Documento:
>>>>>
Correr es escribir (I)

Hay que correr y llegar al dolor. Un dolor tan fuerte que lo único que quede por delante sea correr. Un dolor que nos permita seguir escribiendo.

“Corro para escribir. Corro porque escribo. Porque es igual de inútil, igual de necesario, igual de pavoroso”; Leila Guerriero

De igual forma que cada dos o tres meses, he decidido volver a la vida sana. 

Esto —que sucede, aproximadamente, un lunes de cada dos o tres meses y no dura más de tres o cuatro semanas— significa: dormir ocho horas diarias; hacer cinco comidas al día (incluyendo jugo verde en el desayuno y verduras en la cena); beber sólo en uno de los siete días disponibles (y no más de tres copas, a menos que la ocasión lo amerite) y lo más importante, salir a correr, al menos, tres veces a la semana. Y hago énfasis en ‘lo más importante’ porque correr jamás ha sido una de mis fascinaciones. 

En contexto, debo contar que durante los poco menos de treinta años que jugué fútbol, incluso me parecía vulgar (futbolísticamente hablando, claro) que al elegir a los titulares en los equipos del colegio, la universidad o del llano, los entrenadores antepusieran a los desquiciados que daban corretizas por el campo como pollos sin cabeza sobre aquellos que, de cierta manera, elegían darle un poco más de criterio, pausa y respeto al juego. 

Que corran los rateros y los que no saben jugar, le decía orgulloso a mi padre, el Pep, cada vez que me reprendía por caminar (‘flotar’, como le llamaba) dentro de la cancha durante los sabatinos del Colegio Benavente. “Gelo, es que flotas mucho, carajo”, decía, al tiempo que me obligaba a correr algunas vueltas alrededor del campo tras el pitido final, antes de regresar a casa. El cariño con el que ahora cuento ese recuerdo, estoy seguro, es inversamente proporcional al odio que sentía en aquel momento.
<<<<<
Registros proporcionados:
>>>>>
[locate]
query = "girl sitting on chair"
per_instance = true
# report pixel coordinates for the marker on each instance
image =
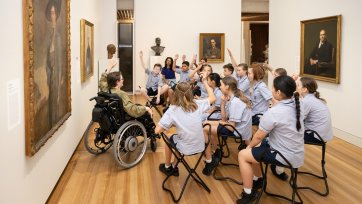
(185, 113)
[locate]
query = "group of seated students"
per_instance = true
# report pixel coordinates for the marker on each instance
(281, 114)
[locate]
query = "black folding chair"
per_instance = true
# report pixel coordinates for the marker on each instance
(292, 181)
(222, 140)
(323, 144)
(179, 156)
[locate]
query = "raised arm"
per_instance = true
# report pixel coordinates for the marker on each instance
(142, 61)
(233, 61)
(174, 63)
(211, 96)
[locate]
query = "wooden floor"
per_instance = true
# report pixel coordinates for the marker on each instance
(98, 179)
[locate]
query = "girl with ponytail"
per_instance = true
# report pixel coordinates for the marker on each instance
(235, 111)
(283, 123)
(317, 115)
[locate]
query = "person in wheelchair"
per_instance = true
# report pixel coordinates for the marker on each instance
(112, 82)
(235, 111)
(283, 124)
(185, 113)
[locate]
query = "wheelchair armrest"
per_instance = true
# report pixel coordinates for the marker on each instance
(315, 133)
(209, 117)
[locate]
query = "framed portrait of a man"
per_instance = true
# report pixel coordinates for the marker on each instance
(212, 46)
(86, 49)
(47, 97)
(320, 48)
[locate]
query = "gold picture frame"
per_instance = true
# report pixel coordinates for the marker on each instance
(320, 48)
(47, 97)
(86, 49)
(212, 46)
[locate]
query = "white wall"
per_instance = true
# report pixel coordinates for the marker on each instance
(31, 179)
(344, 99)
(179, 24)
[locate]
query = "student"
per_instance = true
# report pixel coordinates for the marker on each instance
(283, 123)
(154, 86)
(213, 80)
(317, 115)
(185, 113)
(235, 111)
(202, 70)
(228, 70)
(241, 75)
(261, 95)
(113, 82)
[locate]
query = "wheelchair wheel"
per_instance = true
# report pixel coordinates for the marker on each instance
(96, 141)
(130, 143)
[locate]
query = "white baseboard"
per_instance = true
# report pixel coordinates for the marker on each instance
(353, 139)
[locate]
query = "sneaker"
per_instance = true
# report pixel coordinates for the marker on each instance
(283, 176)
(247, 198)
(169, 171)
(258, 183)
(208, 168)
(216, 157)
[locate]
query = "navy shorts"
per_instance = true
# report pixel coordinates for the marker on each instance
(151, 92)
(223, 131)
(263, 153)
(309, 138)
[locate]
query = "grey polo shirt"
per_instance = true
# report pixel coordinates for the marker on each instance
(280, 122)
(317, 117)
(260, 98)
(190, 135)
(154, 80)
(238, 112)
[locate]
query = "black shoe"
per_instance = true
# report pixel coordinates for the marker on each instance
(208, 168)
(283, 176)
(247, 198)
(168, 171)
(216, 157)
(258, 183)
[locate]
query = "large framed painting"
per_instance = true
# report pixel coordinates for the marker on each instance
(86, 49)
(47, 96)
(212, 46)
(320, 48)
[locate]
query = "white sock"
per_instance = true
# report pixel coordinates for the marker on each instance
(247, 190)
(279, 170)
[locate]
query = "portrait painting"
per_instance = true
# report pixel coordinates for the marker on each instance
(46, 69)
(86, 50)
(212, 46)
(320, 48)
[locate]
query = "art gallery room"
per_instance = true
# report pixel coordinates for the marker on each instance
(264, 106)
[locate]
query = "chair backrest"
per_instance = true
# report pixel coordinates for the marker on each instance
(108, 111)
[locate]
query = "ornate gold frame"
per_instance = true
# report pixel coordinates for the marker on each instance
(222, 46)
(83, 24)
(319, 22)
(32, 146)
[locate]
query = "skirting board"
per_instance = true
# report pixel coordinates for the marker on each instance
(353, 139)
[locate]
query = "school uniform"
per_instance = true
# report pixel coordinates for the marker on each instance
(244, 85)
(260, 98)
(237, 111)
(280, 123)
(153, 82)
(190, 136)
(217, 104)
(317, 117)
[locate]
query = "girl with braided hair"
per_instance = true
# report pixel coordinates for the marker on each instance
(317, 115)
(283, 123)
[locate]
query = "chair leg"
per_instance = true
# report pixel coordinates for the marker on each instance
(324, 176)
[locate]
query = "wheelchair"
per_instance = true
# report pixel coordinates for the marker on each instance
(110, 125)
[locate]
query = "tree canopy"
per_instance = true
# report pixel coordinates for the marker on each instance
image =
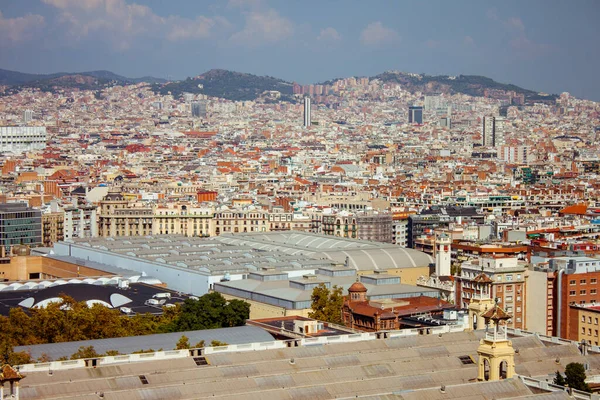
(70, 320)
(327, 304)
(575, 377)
<<<<<
Ejercicios por resolver:
(A) Saca de los registros cada línea en la que aparezca la palabra "painting".
(B) Continúa el texto sobre correr y escribir justo después de su última oración.
El texto sobre correr y escribir y los registros vienen de fuentes distintas.

Las respuestas:
(A)
query = "large framed painting"
query = "portrait painting"

(B)
Por si hiciera falta aclararlo, en mi cabeza nunca existió la idea de ser futbolista profesional; en primera, porque me consideraba un jugador ‘ratonero’, de cáscaras en la calle o en los recreos, pero nada más allá; en segunda, porque mi idea de pertenecer a los equipos colegiales pasaba única y exclusivamente por compartir más tiempo con mis amigos en algunos viajes a torneos intercolegiales; y en tercera, porque aborrecía los ‘lunes de físico’, los cuales consistían en dos horas de entrenamiento repartidas, la primera mitad, en correr como imbécil y la otra entre series de lagartijas, abdominales y cualquier otra cosa que te impidiera caminar de manera decente al día siguiente. 

El ritual ha comenzado a las cinco y media de la mañana (hora a la que, diariamente, mi gata Leila acostumbra caminarme sobre la cara y morderme la nariz para que corra, primero, a abrirle la puerta del baño; y después, a darle el desayuno). Mientras bebo el mentado jugo verde, a tientas me pongo los tennis, el short, una playera gris (una de las tantas que conforman mi amplísimo repertorio) y la sudadera que, a pesar de los años, sigue cumpliendo con la misión de guardar las llaves y el dinero para la botella de agua.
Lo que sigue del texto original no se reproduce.